[TASK BRIEF]:
Print out the entries that follow exactly, missing none.

[INPUT DATA]:

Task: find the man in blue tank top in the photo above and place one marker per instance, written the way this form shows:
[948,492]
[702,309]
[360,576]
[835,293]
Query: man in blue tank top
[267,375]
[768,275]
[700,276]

[EXERCISE ANSWER]:
Task: find the man in blue tank top in the photo above and place one marker per instance, written the way this form shows:
[948,492]
[702,309]
[360,576]
[835,293]
Query: man in blue tank top
[267,375]
[768,275]
[700,276]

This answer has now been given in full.